● Page excerpt
"""
The Orange County Health Care Agency has reported 302 new COVID-19 diagnoses, a sharply higher number than usual in recent weeks, as well as two more coronavirus-related fatalities.

On Monday, the county reported 203 new coronavirus diagnoses.

The county’s death toll and cumulative caseload now stands at 1,412 and 57,373, respectively.

The number of hospitalizations related to the virus was unchanged at 168, along with the number of intensive care unit patients, which also remained at 63.

The change in the three-day average of hospitalized patients went from -2% to 1%. The county has 36% of its intensive care unit beds and 69% of its ventilators available.

According to OCHCA data, 1,010,938 COVID-19 tests have been conducted, including 10,271 reported Tuesday. There have been 51,225 documented recoveries.

Last week, the county reported 69 fatalities. The previous week, 54 coronavirus deaths were reported, down from 72 the week before and 77 the week before that. Since Sunday, the county has reported three COVID-19 fatalities.
"""
● Exercise data
"""
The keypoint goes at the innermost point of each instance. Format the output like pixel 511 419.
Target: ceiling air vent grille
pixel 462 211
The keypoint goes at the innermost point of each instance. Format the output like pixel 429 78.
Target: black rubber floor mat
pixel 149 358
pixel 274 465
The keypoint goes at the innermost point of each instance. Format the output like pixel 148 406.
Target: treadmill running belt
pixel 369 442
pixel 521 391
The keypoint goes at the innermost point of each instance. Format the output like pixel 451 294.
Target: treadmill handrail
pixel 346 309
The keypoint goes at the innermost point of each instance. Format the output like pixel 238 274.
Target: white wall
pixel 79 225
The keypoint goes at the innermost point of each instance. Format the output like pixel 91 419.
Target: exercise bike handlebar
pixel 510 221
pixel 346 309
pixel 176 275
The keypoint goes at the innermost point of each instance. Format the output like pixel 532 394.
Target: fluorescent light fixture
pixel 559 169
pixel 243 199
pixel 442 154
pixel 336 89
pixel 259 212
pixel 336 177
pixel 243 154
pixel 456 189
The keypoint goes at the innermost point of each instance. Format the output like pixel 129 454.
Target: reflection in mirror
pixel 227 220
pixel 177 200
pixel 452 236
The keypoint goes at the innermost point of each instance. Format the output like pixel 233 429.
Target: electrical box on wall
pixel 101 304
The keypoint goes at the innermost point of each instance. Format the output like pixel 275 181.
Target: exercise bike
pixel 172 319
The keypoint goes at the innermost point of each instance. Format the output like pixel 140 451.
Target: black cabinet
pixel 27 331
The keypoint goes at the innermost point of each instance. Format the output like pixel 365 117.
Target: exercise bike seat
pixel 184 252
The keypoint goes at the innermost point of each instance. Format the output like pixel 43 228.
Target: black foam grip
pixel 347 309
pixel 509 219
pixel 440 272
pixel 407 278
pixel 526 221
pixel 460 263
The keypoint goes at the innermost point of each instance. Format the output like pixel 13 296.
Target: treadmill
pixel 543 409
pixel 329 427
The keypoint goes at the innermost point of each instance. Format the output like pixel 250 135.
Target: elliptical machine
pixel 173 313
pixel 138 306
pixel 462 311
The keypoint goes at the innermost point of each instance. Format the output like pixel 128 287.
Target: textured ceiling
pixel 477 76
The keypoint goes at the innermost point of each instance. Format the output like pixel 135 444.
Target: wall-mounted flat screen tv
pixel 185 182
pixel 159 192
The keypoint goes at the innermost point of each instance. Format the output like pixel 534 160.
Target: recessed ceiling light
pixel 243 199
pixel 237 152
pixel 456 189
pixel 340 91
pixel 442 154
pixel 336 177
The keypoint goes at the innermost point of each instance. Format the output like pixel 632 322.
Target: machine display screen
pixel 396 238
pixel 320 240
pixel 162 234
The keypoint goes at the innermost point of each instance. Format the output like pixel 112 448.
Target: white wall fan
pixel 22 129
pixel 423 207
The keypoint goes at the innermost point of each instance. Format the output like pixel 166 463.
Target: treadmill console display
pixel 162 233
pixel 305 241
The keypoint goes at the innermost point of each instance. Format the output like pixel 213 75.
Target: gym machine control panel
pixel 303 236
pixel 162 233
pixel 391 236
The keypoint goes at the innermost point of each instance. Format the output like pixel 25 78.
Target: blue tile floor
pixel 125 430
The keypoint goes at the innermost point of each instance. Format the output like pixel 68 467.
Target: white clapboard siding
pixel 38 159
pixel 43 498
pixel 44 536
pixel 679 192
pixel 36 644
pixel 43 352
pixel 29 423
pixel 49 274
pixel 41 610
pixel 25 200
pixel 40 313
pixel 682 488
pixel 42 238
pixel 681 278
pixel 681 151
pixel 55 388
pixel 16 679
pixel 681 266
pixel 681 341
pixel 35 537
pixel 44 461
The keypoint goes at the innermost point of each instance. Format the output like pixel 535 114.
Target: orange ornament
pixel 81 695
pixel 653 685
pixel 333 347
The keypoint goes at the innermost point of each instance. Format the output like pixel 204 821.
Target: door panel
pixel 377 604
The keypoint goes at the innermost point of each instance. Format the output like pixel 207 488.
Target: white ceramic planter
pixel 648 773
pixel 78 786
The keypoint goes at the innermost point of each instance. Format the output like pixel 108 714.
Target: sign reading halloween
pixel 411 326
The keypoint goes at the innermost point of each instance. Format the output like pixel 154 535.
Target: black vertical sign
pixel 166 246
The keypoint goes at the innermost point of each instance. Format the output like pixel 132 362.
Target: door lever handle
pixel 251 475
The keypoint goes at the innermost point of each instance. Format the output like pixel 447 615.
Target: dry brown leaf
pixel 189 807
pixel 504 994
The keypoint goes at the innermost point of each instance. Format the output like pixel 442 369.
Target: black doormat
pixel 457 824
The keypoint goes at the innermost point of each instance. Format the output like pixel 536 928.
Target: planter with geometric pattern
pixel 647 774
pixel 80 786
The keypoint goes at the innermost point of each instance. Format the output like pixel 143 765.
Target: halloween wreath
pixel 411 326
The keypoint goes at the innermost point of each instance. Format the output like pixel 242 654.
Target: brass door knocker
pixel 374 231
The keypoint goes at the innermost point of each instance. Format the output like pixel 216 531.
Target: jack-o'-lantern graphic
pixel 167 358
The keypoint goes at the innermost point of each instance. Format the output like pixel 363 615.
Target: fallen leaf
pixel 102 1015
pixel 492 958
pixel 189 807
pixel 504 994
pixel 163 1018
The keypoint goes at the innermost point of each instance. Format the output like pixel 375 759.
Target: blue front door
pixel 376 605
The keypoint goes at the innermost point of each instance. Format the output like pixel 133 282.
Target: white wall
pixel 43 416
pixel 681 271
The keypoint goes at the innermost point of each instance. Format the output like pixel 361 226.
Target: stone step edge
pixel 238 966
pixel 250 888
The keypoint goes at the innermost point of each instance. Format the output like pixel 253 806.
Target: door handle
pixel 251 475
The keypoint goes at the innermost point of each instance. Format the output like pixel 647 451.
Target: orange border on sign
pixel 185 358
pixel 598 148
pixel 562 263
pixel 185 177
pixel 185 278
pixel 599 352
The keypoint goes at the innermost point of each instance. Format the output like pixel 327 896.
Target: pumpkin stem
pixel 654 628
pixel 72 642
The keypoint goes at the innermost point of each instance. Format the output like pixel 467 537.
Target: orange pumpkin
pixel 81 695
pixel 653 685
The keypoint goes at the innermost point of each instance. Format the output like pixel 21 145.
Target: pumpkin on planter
"""
● Task item
In the Orange County COVID-19 report, what share of the county's ventilators is available?

● Answer to the problem
69% of the county's ventilators are available.